Spaces for Change | S4C participated in the public hearing on the Cybercrime Prevention and Prohibition Bill 2023 conducted by the Senate Joint Committee on Information Communication Technology, Cyber Security, National Security, and Intelligence on November 22, 2023. S4C submitted a legal memorandum to the Joint Committee containing evidence-backed submissions to inform the amendment of repressive provisions of the Cybercrime Bill that both state and non-state actors have repeatedly invoked to repress civic freedoms. Legislative amendment is imperative to strike the right balance between national security measures and individual liberties. 

Anchoring its position on five main grounds, S4C’s memorandum highlighted three provisions that require immediate repeal and amendment, specifically sections 24, 35, and 45 of the Cybercrime Act of 2015.  Section 24 has been routinely misused to target journalists, civic actors, and private citizens, significantly stifling free speech and press freedoms in Nigeria. Incidents tracked on the closing spaces database——revealed a concerning trend, with 242 out of 345 cases of suppressed free speech in Nigeria linked to the exploitation of Section 24 to slam frivolous criminal charges on journalists and activists demanding political accountability and critical reforms in governance. The ambiguity in the definition of cyberstalking within this section has given rise to arbitrary prosecutions, raising constitutional concerns about its compatibility with fundamental rights. These reasons warrant an outright repeal of this section 24.
+-------+
TO BE DONE
1. Sum up the text on the Cybercrime Bill in two sentences.
2. In the text on the Cybercrime Bill, how many of the 345 tracked cases of suppressed free speech were linked to Section 24?
3. Please carry the text on the Cybercrime Bill forward from its last sentence.
The items after this point are separate material.

ENTRIES
+-------+
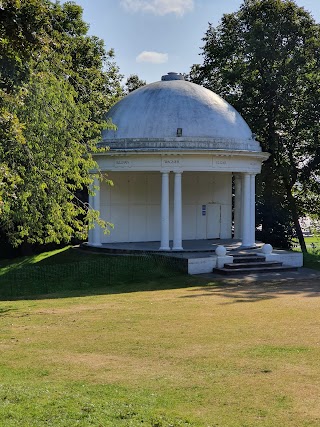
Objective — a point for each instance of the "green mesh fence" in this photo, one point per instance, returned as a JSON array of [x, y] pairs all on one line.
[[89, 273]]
+-------+
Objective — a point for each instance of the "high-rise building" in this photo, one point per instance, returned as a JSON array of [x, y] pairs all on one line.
+-------+
PER-TASK OUTPUTS
1. S4C took part in the Senate Joint Committee's public hearing on the Cybercrime Prevention and Prohibition Bill 2023 on November 22, 2023, and submitted a legal memorandum urging amendment of repressive provisions. The memorandum singled out sections 24, 35, and 45 of the Cybercrime Act of 2015 and called for an outright repeal of Section 24, which has been routinely misused against journalists, civic actors, and private citizens.

2. 242 of the 345 cases.

3.
Furthermore, the S4C advocated for stronger privacy protections and the erasure of the procedural ambiguities arising from the implementation of Sections 35 and 45 respectively. The lack of sufficient checks and balances on security agencies’ broad surveillance and data interception powers is another cause for great concern. Similarly, the lack of clarity surrounding procedures for handling individuals accused under the Act often results in prolonged pretrial detention inconsistent with the democratic principles of presumption of innocence. Amendments are therefore necessary to strengthen legal protections for free speech, and privacy rights and curb abusive surveillance practices.

The hearing featured a public presentation of the memoranda submitted by several civil society organizations, journalists, the private sector, media unions, government ministries, departments, and agencies (MDAs) such as the Office of the National Security Adviser (ONSA), Office of the Attorney General, Economic and Financial Crimes Commission (EFCC), Nigeria Financial Intelligence Unit (NFIU), Nigerian Communications Commission (NCC), Association of Licensed Telecoms Operators of Nigeria (ALTON), Nigeria Computer Society (NCS), among others. The Senate Joint Committee acknowledged the submissions and committed to reviewing the highlighted recommendations. The move to amend the Cybercrime Act is coming at a crucial time where palpable threats to free speech and press freedoms perpetrated by state actors and non-state actors are currently at an all-time high.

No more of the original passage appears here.